**Document text:**
□ □ □ □ □ □ □

Former chair of NCAA infractions committee to assist in Michigan football investigation; player interviews have begun
The University of Michigan is bringing in the heavyweights to investigate its football program.
The university has hired respected Birmingham, Ala.-based lawfirm Lightfoot, Franklin and White to help determine whether coach Rich Rodriguez and his staff violated NCAA rules regarding excessive practice time, senior public affairs and media relations specialist Rick Fitzgerald said Wednesday.
The law firm, which worked with Auburn in its recent NCAA infractions case, employs Gene Marsh, an Alabama law professor and the former chairman of the NCAA's infractions committee.
Marsh did not return phone calls seeking comment Wednesday, but the firm's Web site boasts it has "substantial experience assisting collegiate programs in National Collegiate Athletic Association compliance matters and investigations."
Members of Michigan's compliance department already have begun interviewing players as part of the university's internal investigation, the parents of one player said Wednesday.
It's unclear how many players have been contacted by the department already, but Michigan athletic director Bill Martin told players at a meeting Sunday "most or all the team will be talking to compliance," offensive lineman David Moosman said earlier this week.
Michigan president Mary Sue Coleman issued this statement on the allegations late Wednesday:
"At the University of Michigan, we place the highest importance on the welfare of our student-athletes and the integrity of our intercollegiate athletics program. Our university is widely recognized for academic and athletic excellence, and it’s something we work to achieve every day. I am proud of our unwavering commitment to that standard. "As soon as the allegations surfaced about our athletic program, I launched an investigation. Our Board of Regents is fully informed on the matter. With the help of outside counsel, we are working in cooperation with the NCAA to discover and assess the facts of the situation.
"It is critical that a thorough and objective investigation is completed before any conclusions are drawn. We will then determine what - if any - actions need to occur to ensure full compliance with NCAA rules and our own rules of conduct."

□ □ □ □ □ □ □

**Problems to solve:**
A: In the Michigan football investigation article, condense the paragraph beginning "The university has hired respected Birmingham" into a short bulleted list that keeps its main facts.
B: Reproduce the passage of the Michigan football investigation article that falls between "The university has" and "Fitzgerald said Wednesday.", inclusive.

**Dataset extract:**
□ □ □ □ □ □ □

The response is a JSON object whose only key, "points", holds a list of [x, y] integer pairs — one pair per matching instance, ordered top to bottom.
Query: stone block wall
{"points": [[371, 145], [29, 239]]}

□ □ □ □ □ □ □

**Answers to the exercises:**
A:
- Michigan hired the Birmingham, Ala.-based law firm Lightfoot, Franklin and White.
- The firm will help determine whether coach Rich Rodriguez and his staff broke NCAA rules on excessive practice time.
- Senior public affairs and media relations specialist Rick Fitzgerald announced the hiring on Wednesday.

B:
The university has hired respected Birmingham, Ala.-based lawfirm Lightfoot, Franklin and White to help determine whether coach Rich Rodriguez and his staff violated NCAA rules regarding excessive practice time, senior public affairs and media relations specialist Rick Fitzgerald said Wednesday.